Complete the following:
(1) Answer these about the research design excerpt, one line each:
(a) What kind of research design does the author say the thesis uses?
(b) From whose perspective does the author mainly look at stakeholder involvement and risk governance?
(c) Which directorate-general is named as the source of the observations?
(2) Please decide whether each statement agrees with the research design excerpt, giving yes or no along with the words of the excerpt that settle it:
(a) The thesis argues for how reality should be.
(b) A qualitative design is described as better suited to an in-depth view of a few cases.
(c) The thesis is described as theory-testing and deductive.
(3) Resume the research design excerpt after its last sentence, carrying on in the same voice.

Source excerpt:

** Begin **

Research Design and Data Collection

In this section I will discuss the research design and data collection methods used for this thesis. Furthermore, I operationalize the theoretical concepts mentioned in the previous chapter.

Justification of Research Type

First of all, I need to discuss some general principles upon which my thesis is based. My research design is a positivist one, which means that I analyse reality instead of taking a normative approach where an argument would be made for how reality should be. This positivist approach becomes apparent in my research question: To what extent does stakeholder involvement form part of risk

governance? The main aim is to discover the association between different risk governance stages

and stakeholder involvement, using theory to provide a possible explanation for the association, making it an explorative research design. Since I attempt to test the risk governance theory against an empirical case, this is a theory-testing and deductive thesis. I chose this design because risk governance theory has not been empirically tested with regards to its arguments about stakeholder and public involvement. I mainly take an agency perspective, meaning that I look at stakeholder involvement and risk governance with the perspective of the European Commission. Thus, I mainly look at what the Commission would expect from different risk governance stages and how that relates to stakeholder involvement: what types of consultations would be used by the Commission and what types of stakeholders would be targeted by the Commission. However, for this last part I also look at what types of stakeholders respond to consultations, to make a comparison.

In the context of my research question, a quantitative research design is more useful than a qualitative design, as this allows for the analysis of a large amount of cases to provide a general overview of risk governance. A qualitative research design would be more useful for an in-depth view of a few cases. Since my focus is not on the outliers, a large-N design rather than a small-N design is suitable.

Case Selection and Data Collection

In this section, the case selection will be discussed, where I elaborate on my choice for the focus on the DG SANTE as the source of my observations. Then, I will discuss data collection.

** End **

Extracted material:

** Begin **

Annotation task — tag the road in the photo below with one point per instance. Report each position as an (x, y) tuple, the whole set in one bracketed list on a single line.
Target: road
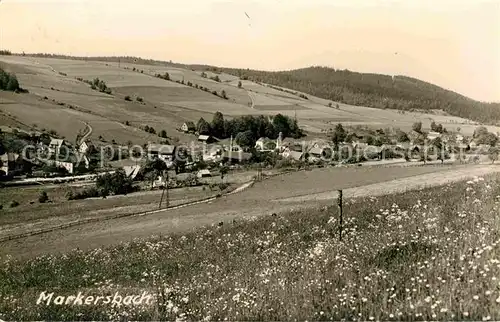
[(250, 94), (278, 194)]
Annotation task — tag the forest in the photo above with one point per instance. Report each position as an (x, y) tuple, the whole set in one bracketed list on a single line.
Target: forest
[(374, 90)]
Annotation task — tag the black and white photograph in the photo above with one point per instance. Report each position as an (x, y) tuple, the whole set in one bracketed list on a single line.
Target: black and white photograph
[(249, 160)]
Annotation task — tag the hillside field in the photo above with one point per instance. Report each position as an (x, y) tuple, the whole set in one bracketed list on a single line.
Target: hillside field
[(420, 255), (58, 101)]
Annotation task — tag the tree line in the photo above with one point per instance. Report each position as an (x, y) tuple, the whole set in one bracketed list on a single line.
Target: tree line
[(8, 82), (374, 90), (249, 128)]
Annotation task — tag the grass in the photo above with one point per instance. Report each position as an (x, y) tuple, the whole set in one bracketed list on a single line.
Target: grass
[(426, 255), (29, 210), (176, 103)]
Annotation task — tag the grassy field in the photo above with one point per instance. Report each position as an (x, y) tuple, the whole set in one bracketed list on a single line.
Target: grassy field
[(168, 104), (30, 211), (426, 255)]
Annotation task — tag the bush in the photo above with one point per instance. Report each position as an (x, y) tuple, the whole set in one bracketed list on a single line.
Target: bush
[(43, 198), (116, 183), (8, 82), (91, 192)]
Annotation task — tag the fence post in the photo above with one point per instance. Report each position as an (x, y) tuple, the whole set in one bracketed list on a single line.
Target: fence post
[(340, 214)]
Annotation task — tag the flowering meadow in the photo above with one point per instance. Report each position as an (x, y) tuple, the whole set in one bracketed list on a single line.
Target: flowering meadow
[(421, 255)]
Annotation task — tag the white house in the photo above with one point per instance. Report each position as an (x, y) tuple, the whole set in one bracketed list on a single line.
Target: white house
[(85, 146), (206, 139), (265, 144), (433, 135), (10, 163), (204, 173)]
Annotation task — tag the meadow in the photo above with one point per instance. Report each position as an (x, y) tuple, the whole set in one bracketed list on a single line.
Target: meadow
[(431, 254)]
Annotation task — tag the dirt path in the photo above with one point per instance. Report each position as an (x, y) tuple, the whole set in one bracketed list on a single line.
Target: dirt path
[(278, 194)]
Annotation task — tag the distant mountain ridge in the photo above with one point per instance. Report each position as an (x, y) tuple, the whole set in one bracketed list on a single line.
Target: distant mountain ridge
[(362, 89)]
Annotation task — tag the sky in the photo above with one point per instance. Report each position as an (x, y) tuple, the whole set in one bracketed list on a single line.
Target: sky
[(451, 43)]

** End **

Exercise results:
(1)
(a) A positivist one.
(b) The European Commission's.
(c) The DG SANTE.

(2)
(a) No: "I analyse reality instead of taking a normative approach where an argument would be made for how reality should be."
(b) Yes: "A qualitative research design would be more useful for an in-depth view of a few cases."
(c) Yes: "this is a theory-testing and deductive thesis."

(3)
I decided to focus on a few closely related policy fields within the European Commission. These policy fields are Public Health and Food Safety, which are grouped in the DG SANTE. This decision was made for various reasons. These policy fields are often exposed to risk because of their direct effect on human health (Martinez, Verbruggen, Fearne, 2013; de Sa, Mounier-Jack, Coker, 2009). This also makes them more susceptible to public perception and discussion because these risks can affect the public. Since my aim is to research risk governance, looking into a field in which risk plays a role makes sense and increases external validity.

In order to construct my dataset, I needed to collect data on Commission stakeholder involvement. Fortunately, the Commission publishes most of their consultations open for a broader audience online. This often includes consultation documents, the type of consultation, consultation objectives, targeted stakeholders and responding stakeholders. When finished, the responses to the

consultation are published on the official Commission consultation page

(https://ec.europa.eu/info/consultations). Furthermore, I looked at the specific consultation page for the DG SANTE for additional resources (https://ec.europa.eu/health/consultations_en). Overall, I looked at 150 consultations, ranging from 2010 to 2019. This includes some consultations that were still open at the time of coding. Thus, for those consultations I could not include information on the stakeholders who responded to the consultation, but I was able to provide the rest.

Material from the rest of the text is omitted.